READING PASSAGE
Growing coal cities include Shuozhou, Hulunbuir, Ordos, Liupanshui, Yan'an, and Yulin. The development of the coal industry in these coal cities is at an upward stage, with ample economic and social development potential. They are the supply and backup bases for energy in China. However, these cities already face problems such as a single industrial structure and excessive development of the coal industry. The resource development order of growing coal cities should be regulated in a timely manner, the entry threshold for enterprises should be raised, the intensity of resource development should be reasonably determined, and environmental impact assessment requirements should be strictly enforced. A resource sustainable development fund should be established to internalize the cost of environmental restoration and governance due to enterprises. Coal city governments can improve the level of deep processing in coal industry, accelerate the improvement of supporting upstream and downstream industries, actively plan the layout of strategic emerging industries, and accelerate new industrialization. With a long-term perspective, scientific planning, and a reasonable handling of the relationship between coal resource development and urban development, new industrialization and new urbanization can develop together in a coordinated manner.

4.2.2. Promote the leapfrog development of mature coal cities

More than half of China’s coal cities are in the mature stage, and their coal resources development is in a stable stage, with strong energy security capacity and high level of economic and social development. They are the core areas of China’s coal resources security at the present time. In these cities, it is necessary to efficiently develop and utilize coal resources, raise the technical level of the coal industry, extend the industrial chain, and accelerate the cultivation of a number of leading coal deep-processing enterprises and industrial clusters. It is necessary to form several pillar industries as soon as possible to help these cities diversify for the future. It is also critical to address coal industry’s environmental problems at the same time, by targeting mines’ environment management and land reclamation after mine closures. These coal cities should also vigorously improving people’s livelihoods, speed up the development of social undertakings, enhance the level of basic public services, and improve urban functions.

DATASET CONTENT
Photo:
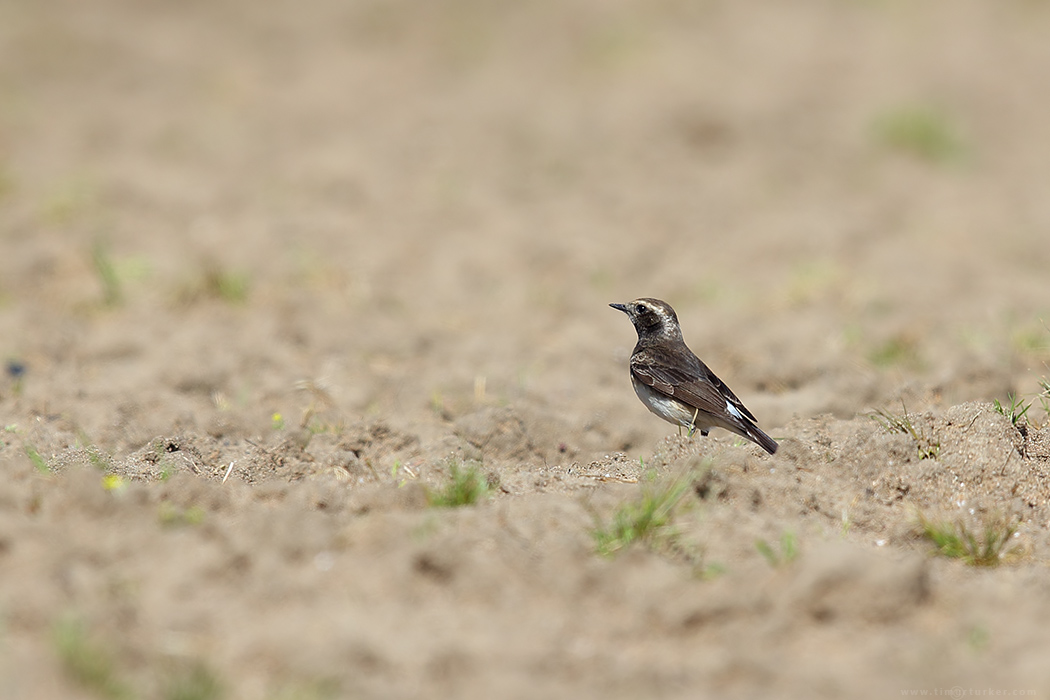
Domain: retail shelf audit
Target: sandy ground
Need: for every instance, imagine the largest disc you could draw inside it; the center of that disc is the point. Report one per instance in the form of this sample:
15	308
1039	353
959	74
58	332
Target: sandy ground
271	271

* * *

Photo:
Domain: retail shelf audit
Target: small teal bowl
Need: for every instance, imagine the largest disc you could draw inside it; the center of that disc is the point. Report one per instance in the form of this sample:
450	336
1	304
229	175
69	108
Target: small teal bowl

...

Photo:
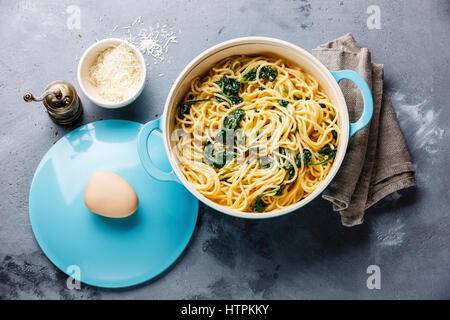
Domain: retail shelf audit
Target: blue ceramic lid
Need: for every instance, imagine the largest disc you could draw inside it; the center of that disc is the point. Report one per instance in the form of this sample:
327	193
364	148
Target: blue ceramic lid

GIVEN PROBLEM
In the passage on coal cities, what share of China's coal cities are in the mature stage?

SOLUTION
More than half of them.